Task directions ->
Arrange every line of all the rows below as a Markdown table with the columns Line No. and Text, numbering the lines in order and skipping blank ones. Omit the pictures from the table.

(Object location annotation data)
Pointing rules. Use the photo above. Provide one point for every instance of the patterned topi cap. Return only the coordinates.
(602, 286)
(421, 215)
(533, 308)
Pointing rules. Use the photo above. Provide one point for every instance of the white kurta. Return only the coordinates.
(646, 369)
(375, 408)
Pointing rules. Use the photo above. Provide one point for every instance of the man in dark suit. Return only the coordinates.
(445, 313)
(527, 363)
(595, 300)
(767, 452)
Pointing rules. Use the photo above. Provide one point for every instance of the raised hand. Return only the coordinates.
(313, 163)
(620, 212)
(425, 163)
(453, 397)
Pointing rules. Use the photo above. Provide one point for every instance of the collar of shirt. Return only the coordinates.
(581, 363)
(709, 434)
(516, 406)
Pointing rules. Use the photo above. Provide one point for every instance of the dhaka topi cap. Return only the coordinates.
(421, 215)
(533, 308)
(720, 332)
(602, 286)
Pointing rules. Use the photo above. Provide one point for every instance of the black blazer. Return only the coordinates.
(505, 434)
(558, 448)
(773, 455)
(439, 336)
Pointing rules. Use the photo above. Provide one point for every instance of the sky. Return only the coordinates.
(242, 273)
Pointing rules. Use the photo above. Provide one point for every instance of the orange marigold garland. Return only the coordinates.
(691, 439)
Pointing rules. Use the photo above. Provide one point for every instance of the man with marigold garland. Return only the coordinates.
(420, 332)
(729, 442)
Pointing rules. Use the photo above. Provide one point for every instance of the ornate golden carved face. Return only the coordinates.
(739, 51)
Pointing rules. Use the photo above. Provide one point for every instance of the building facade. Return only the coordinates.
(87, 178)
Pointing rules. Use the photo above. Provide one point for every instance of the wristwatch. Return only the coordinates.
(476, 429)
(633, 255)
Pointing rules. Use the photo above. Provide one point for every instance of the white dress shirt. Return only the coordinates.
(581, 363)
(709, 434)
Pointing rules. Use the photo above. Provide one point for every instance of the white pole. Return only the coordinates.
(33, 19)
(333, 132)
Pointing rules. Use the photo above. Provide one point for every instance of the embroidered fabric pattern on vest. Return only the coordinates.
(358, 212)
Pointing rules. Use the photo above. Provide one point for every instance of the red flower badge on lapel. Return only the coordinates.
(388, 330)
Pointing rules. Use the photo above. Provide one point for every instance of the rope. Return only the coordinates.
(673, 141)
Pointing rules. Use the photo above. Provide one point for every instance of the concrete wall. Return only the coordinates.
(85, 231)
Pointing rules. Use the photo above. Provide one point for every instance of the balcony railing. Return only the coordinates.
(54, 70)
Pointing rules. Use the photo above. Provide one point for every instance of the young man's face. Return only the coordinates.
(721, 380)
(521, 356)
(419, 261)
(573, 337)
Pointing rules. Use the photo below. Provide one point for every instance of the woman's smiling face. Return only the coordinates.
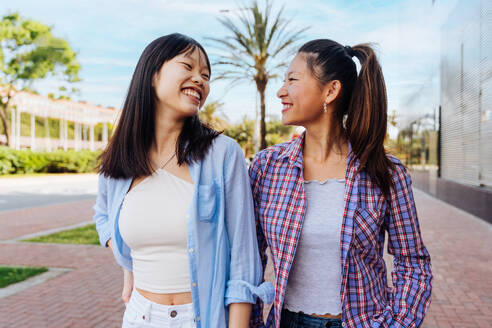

Result of the exercise ->
| Line No. | Text |
|---|---|
| 1 | Pointing rules. Use the photo above. Provide one point for every instance of the patterned topi cap. Return only the coordinates. |
| 2 | (602, 286) |
| 3 | (421, 215) |
| 4 | (533, 308) |
| 5 | Pointing rules. Use the photo above. Provide one point for every instance of the white kurta. Return only the coordinates. |
| 6 | (646, 369) |
| 7 | (375, 408) |
| 8 | Pointing rules. Use the photo above. Provide one point for every instance of the man in dark suit. Return only the coordinates. |
| 9 | (445, 313) |
| 10 | (527, 363) |
| 11 | (595, 300) |
| 12 | (767, 452) |
| 13 | Pointing rules. Use the photo above. Provide one point for every instance of the raised hand. Return only the coordinates. |
| 14 | (313, 163) |
| 15 | (620, 212) |
| 16 | (425, 163) |
| 17 | (453, 397) |
| 18 | Pointing rules. Use the photo above. Provide one point for every instance of the collar of shirt. Return only the coordinates. |
| 19 | (581, 363) |
| 20 | (709, 434) |
| 21 | (516, 406) |
| 22 | Pointing rules. Use the photo above. Provide one point for every instance of the dhaka topi cap. Return only the coordinates. |
| 23 | (421, 215) |
| 24 | (533, 308) |
| 25 | (720, 332) |
| 26 | (602, 286) |
| 27 | Pointing rules. Use the photo above. Provide one point for every instance of the black blazer. Return only the coordinates. |
| 28 | (505, 434) |
| 29 | (558, 448) |
| 30 | (773, 455) |
| 31 | (439, 336) |
| 32 | Pointing rules. Use the photo above. Provide one point for every instance of the sky. Return only the coordinates. |
| 33 | (242, 273) |
| 34 | Pointing rules. Use the photo above. Provide one point for every instance of the orange marigold garland. Return only the coordinates. |
| 35 | (691, 439) |
| 36 | Pointing rules. Use the photo above. Provide one point for every instance of the man with marigold garland. Return only the coordinates. |
| 37 | (420, 332) |
| 38 | (729, 442) |
| 39 | Pointing rules. Use the photo above. Provide one point for every instance of the ornate golden carved face. Return only the coordinates. |
| 40 | (739, 51) |
| 41 | Pointing rules. Use the photo above. Provide one point for every instance of the building facade. Return only the coordinates. |
| 42 | (87, 178) |
| 43 | Pointing rules. Use the photo above. Provide one point for every instance of the wristwatch. Return only the coordinates. |
| 44 | (476, 429) |
| 45 | (633, 255) |
| 46 | Pointing rules. Use the photo above. Provide one point for every instance of the white dress shirt. Return only the coordinates. |
| 47 | (581, 363) |
| 48 | (709, 434) |
| 49 | Pointing rules. Use the photo above. Provide one point for every instance of the white pole. Return only the coordinates. |
| 50 | (33, 19) |
| 51 | (333, 132) |
| 52 | Pointing rules. Use the photo above. Provide one point for every instance of the embroidered fabric pattern on vest. Return only the coordinates. |
| 53 | (358, 212) |
| 54 | Pointing rules. Use the photo above. Provide one point for every instance of the red flower badge on lapel. Return only the coordinates. |
| 55 | (388, 330) |
| 56 | Pointing rules. Use the photo above. Provide one point for every instance of the rope. Return only the coordinates. |
| 57 | (673, 141) |
| 58 | Pointing rules. Use the photo above. Provide one point for every instance of the concrete wall. Return only the coordinates. |
| 59 | (85, 231) |
| 60 | Pointing rules. Use the photo above. Provide one point for every instance of the balcony railing. Return only the coordinates. |
| 61 | (54, 70) |
| 62 | Pointing rules. Use the photo above. Provide one point for every instance of the young man's face. Return only the coordinates. |
| 63 | (721, 380) |
| 64 | (521, 356) |
| 65 | (419, 261) |
| 66 | (573, 337) |
| 67 | Pointing rules. Use the photo below. Provide one point for every instance of the woman's smiling face. Return only the coordinates. |